TASK REQUIREMENTS -
(1) Reproduce the part of the CPE Nationals thread starting with "Congratulations! You'll have" and going on through "that wonderful accomplishment.", word for word.
(2) Condense the paragraph in the CPE Nationals thread that begins "CPE is such a fun venue too" into a short bulleted list that keeps its main facts.

PAGE EXCERPT -
# Going to CPE Nationals



## Carolinek (Apr 2, 2014)

Gracie qualified for CPE Nationals, I wasn’t going to go as I’m concentrating now on double Qs in AKC. The more I thought about though, why not celebrate her success? If it means a few less AKC trials and she gets her MACH a little later, what does it really matter? She’s only three, we’ve got time.

I‘m very good at telling people to enjoy the journey…need to take my own advice, lol!

CPE is such a fun venue too, I’m really looking forward to it. It’s already been a lot of fun preparing, I ordered a special leash with the event embroidered on it, I’m decorating my stall, thinking about ordering trading cards….oh yes, and I’m going to a distance seminar this weekend to hopefully make Jackpot Qs not so elusive!


----------



## Raindrops (Mar 24, 2019)

Wow that's so awesome! I think it will be a great experience and can't wait to hear about it.

Misha's almost 3 and still hasn't had his first Q yet. But he did sooo well the last trial and I'm hopeful for the one this weekend.

Be sure to update us!


----------



## Liz (Oct 2, 2010)

Congratulations! You'll have to update us in late May before you head off. Enjoy the seminar this weekend!


----------



## lily cd re (Jul 23, 2012)

Congratulations on that wonderful accomplishment.


----------



## PeggyTheParti (Sep 5, 2019)

Congratulations! And sounds like you’re already having so much fun.


----------



## 94Magna_Tom (Feb 23, 2021)

Congratulations and glad you took your advice! Enjoy!


----------



## Skylar (Jul 29, 2016)

Impressive achievement and a huge congratulations.


----------



## MaizieFrosty (Apr 12, 2019)

Congrats!! This is amazing. Seems like only yesterday Gracie was a baby pup!


----------



## PowersPup (Aug 28, 2020)

Congratulations! Have fun!!


----------



## Asta's Mom (Aug 20, 2014)

Much fun ahead Enjoy


----------



## Sroodle8 (Dec 23, 2021)

So exciting! Good luck and have fun at Nationals. I've never done a CPE event, but I've heard they are fun.


----------



## TeamHellhound (Feb 5, 2021)

Congratulations!


----------



## Carolinek (Apr 2, 2014)

Raindrops said:


> Wow that's so awesome! I think it will be a great experience and can't wait to hear about it.
> 
> Misha's almost 3 and still hasn't had his first Q yet. But he did sooo well the last trial and I'm hopeful for the one this weekend.
> 
> Be sure to update us!


It was only a year or so ago that Gracie was regularly zooming around the course and visiting the ring crew! Then when she decided running the course with me was more fun, we were still dealing with teeter fly-offs!

It completely Clicked about 8 months ago, and it seemed like overnight she became very driven. Agility is now it’s own reward. I have heard that girls tend to mature sooner, of course maybe that’s us humans generalizing from our own species!

DATA ROWS -
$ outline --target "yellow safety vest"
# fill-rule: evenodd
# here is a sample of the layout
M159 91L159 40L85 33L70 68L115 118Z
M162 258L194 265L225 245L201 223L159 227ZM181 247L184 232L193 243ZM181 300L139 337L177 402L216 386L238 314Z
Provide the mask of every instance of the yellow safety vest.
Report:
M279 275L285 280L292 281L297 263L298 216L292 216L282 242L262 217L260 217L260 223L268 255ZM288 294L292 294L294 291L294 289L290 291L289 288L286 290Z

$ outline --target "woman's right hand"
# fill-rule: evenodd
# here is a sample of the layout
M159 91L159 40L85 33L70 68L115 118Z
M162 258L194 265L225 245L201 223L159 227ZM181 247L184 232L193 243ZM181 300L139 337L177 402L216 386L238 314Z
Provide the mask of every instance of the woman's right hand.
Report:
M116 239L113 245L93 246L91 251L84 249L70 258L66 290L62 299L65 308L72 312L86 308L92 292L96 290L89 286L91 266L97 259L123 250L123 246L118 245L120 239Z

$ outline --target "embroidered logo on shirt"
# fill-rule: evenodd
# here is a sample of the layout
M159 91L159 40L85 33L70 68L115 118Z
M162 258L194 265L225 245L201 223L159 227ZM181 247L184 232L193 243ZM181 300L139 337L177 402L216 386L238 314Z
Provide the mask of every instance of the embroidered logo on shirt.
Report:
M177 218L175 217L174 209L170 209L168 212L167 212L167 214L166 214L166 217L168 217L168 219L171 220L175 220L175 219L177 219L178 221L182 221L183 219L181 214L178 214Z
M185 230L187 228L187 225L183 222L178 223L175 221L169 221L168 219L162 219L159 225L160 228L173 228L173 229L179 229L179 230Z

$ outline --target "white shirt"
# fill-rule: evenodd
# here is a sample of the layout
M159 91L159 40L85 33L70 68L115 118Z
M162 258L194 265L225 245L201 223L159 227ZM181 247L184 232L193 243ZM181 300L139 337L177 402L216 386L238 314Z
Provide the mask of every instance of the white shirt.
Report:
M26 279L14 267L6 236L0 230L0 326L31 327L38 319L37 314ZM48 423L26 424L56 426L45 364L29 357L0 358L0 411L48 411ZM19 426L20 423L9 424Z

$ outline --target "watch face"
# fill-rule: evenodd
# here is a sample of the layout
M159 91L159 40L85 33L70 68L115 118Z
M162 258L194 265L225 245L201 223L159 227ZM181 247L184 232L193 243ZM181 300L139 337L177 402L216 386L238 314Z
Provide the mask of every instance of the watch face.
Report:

RESPONSES FOR EACH TASK -
(1)
Congratulations! You'll have to update us in late May before you head off. Enjoy the seminar this weekend!


----------



## lily cd re (Jul 23, 2012)

Congratulations on that wonderful accomplishment.

(2)
- CPE is a fun venue, and the poster is really looking forward to the event.
- Preparing has already been fun:
  - ordered a special leash embroidered with the event
  - decorating a stall
  - considering ordering trading cards
- Attending a distance seminar this weekend, hoping to make Jackpot Qs less elusive.